◆ Task objective: Pick out and copy every line below that contains the word "surface".

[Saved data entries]
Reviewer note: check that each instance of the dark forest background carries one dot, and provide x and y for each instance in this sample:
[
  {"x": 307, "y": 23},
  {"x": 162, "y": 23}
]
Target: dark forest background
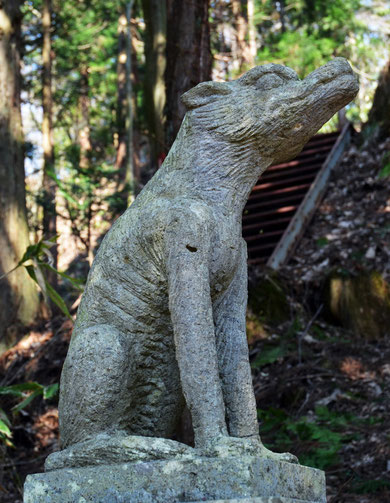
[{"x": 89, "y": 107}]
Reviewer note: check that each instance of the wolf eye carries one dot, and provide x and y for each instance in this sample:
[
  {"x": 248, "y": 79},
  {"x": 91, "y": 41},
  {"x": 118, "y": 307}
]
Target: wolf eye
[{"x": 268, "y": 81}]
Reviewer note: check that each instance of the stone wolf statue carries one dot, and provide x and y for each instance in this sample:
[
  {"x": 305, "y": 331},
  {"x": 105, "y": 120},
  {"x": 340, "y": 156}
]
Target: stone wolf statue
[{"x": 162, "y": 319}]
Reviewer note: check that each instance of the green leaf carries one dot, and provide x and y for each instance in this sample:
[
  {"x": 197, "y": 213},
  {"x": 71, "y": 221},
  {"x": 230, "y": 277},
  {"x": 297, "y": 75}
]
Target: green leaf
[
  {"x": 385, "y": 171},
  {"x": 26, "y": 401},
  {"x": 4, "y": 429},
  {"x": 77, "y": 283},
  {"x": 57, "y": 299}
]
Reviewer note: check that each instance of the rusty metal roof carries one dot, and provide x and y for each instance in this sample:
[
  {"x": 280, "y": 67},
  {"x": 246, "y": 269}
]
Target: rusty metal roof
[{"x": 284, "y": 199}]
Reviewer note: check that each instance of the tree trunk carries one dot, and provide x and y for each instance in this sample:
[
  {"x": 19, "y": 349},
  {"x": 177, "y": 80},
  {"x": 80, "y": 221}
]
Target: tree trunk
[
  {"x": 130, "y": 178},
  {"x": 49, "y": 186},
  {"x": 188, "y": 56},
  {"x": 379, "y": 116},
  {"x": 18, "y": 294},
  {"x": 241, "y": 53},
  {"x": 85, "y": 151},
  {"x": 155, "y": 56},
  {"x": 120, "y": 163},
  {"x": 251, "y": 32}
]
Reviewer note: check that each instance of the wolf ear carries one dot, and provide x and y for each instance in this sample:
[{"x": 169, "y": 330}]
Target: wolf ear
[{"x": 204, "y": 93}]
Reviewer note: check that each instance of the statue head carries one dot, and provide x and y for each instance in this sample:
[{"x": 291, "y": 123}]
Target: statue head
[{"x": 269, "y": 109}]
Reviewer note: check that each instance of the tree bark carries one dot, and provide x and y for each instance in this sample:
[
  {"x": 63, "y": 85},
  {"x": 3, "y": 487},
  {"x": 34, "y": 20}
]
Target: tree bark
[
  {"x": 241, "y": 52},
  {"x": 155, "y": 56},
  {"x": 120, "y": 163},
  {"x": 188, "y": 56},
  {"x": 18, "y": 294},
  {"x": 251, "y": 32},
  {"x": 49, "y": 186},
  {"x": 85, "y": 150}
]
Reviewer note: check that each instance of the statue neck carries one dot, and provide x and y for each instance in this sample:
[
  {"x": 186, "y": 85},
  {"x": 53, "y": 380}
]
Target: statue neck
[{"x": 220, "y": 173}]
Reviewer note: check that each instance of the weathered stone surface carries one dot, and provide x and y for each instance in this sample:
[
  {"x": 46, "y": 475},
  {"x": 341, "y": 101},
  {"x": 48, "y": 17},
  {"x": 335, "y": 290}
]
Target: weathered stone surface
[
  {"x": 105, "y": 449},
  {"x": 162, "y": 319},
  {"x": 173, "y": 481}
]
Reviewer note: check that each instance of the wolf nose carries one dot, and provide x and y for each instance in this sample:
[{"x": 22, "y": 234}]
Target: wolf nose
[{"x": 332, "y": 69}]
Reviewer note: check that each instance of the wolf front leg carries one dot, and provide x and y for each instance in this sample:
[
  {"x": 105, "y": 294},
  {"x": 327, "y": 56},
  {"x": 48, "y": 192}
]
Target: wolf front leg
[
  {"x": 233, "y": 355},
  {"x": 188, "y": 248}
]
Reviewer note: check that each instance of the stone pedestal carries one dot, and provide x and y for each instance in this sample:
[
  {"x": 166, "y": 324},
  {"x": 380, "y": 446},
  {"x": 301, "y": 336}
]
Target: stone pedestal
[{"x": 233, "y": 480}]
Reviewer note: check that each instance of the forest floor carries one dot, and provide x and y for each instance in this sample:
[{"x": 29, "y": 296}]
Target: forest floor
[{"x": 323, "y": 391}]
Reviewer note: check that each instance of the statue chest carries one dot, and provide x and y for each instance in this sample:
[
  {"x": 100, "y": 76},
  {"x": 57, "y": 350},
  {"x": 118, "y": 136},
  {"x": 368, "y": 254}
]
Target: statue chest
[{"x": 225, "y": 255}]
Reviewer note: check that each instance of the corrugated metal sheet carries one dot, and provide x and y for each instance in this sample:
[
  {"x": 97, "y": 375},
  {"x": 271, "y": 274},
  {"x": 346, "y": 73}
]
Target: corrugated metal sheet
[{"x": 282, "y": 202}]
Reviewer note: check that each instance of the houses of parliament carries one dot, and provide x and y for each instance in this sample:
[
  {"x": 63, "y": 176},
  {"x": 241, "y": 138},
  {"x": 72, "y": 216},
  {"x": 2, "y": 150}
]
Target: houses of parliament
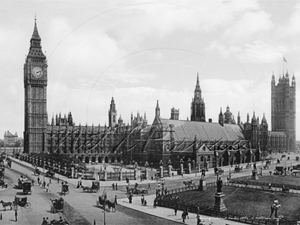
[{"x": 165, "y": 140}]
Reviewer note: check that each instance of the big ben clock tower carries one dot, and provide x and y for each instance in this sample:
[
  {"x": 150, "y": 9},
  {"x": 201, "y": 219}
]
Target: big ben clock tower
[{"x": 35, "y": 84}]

...

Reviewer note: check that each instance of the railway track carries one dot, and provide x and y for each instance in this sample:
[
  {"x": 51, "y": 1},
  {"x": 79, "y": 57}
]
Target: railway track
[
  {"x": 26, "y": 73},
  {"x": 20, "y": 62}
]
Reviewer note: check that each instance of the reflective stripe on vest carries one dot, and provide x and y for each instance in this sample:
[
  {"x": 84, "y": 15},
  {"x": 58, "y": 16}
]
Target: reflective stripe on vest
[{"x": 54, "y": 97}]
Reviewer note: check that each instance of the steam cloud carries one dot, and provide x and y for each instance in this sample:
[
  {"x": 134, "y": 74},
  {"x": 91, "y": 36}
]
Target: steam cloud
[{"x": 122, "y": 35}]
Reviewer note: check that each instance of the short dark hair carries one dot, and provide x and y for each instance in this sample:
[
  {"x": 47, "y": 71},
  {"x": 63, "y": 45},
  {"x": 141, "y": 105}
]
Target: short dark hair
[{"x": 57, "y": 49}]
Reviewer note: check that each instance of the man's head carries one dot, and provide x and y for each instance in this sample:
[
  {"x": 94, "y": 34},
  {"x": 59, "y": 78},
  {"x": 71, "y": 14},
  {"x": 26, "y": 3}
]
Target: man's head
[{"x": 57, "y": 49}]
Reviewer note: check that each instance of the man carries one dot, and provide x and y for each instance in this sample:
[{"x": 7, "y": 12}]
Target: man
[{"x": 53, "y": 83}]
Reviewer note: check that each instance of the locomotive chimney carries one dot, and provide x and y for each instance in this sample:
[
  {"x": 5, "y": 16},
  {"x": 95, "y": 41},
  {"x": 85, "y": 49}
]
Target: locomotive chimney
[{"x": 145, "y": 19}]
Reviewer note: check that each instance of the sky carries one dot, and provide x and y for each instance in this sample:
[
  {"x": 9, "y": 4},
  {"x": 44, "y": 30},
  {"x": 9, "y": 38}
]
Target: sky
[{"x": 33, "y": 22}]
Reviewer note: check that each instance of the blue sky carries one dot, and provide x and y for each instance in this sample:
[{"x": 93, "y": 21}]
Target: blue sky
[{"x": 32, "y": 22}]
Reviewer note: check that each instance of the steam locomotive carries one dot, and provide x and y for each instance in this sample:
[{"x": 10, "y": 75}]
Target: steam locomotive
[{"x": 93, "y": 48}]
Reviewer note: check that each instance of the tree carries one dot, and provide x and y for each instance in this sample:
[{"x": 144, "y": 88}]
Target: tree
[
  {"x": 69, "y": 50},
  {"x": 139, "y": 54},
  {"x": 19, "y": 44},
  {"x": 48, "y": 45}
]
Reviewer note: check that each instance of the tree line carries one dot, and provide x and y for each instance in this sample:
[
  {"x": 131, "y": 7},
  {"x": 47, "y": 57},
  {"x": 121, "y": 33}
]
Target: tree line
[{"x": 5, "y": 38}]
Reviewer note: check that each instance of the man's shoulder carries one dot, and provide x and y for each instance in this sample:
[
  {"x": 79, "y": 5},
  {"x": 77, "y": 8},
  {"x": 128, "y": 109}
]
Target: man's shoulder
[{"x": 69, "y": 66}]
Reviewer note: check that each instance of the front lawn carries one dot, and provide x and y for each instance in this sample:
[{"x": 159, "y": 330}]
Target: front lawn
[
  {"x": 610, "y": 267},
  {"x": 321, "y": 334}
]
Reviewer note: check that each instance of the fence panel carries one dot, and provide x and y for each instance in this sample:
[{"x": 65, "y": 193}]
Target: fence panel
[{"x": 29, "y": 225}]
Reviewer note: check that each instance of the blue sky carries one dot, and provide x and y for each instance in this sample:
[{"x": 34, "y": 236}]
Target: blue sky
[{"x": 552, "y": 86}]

◆ Finished task:
Reviewer note: check that each instance of the weathered stone surface carries one dot, and provide x and y for each instance in this sample:
Target: weathered stone surface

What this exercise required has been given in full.